» DIRECTIVE
In the case notice, why would the costs of withdrawing from the purchase agreement matter, and what would they be measured against?

» SELECTION
Official Journal of the European Union

C 269/12

(Case C-349/17)

(2017/C 269/17)

Language of the case: Estonian

Referring court

Parties to the main proceedings

Appellant: Eesti Pagar AS

Respondents: Ettevõtluse Arendamise Sihtasutus, Majandus- ja Kommunikatsiooniministeerium

Questions referred

(a)Is Article 8(2) of Commission Regulation (EC) No 800/2008 declaring certain categories of aid compatible with the common market in application of Articles 87 and 88 of the Treaty (General Block Exemption Regulation) to be interpreted as meaning that, in the context of that provision, where the activity to be supported is, for example, the acquisition of an industrial plant, ‘work on the project or activity’ has started when the agreement for the purchase of the relevant plant has been entered into? Are the Member State authorities authorised to assess an infringement of the criterion mentioned in that provision in light of the costs of withdrawal from an agreement which contravenes the requirement of an incentive effect? If the Member State authorities have such authority, what level of costs (in percentage terms) incurred by withdrawal from the agreement may be deemed to be sufficiently marginal from the aspect of meeting the requirement of the incentive effect?

» RECORDED INFORMATION
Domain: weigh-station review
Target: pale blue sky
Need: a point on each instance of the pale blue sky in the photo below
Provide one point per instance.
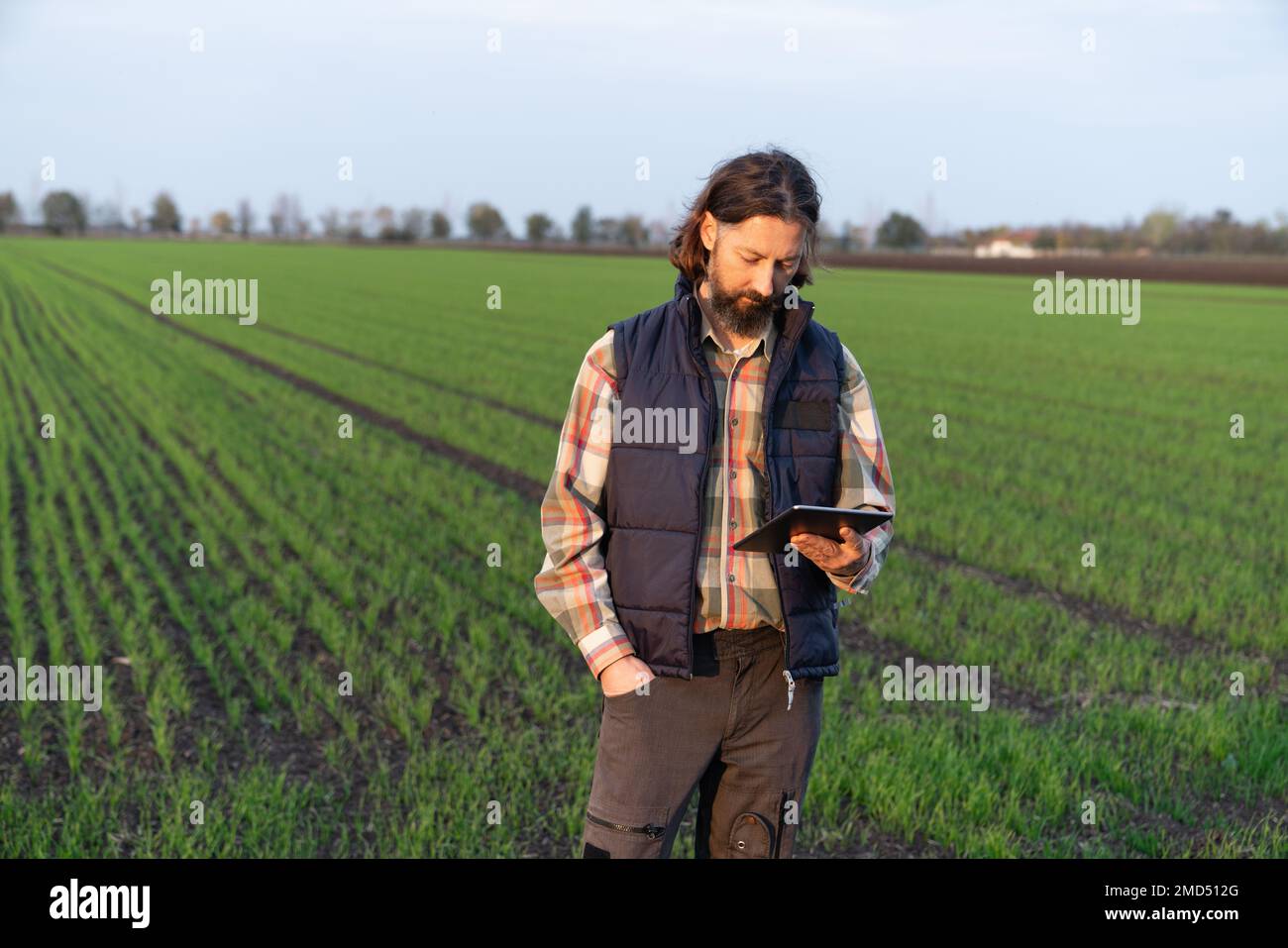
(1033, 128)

==

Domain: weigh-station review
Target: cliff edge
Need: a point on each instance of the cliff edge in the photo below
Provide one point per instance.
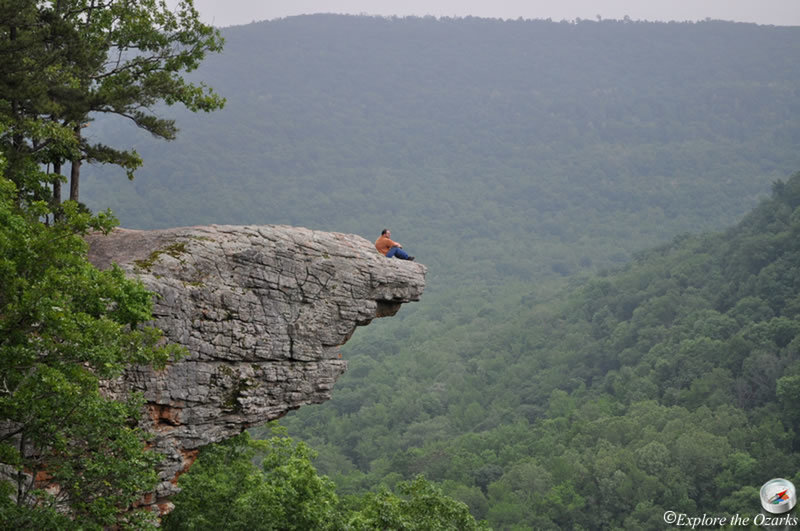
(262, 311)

» CORRECT RESPONSE
The agreement is described as one that contravenes the requirement of an incentive effect. The question is whether Member State authorities may assess an infringement of the Article 8(2) criterion in light of the costs of withdrawing from it, and if so, what percentage of such costs could be deemed sufficiently marginal to meet the incentive-effect requirement.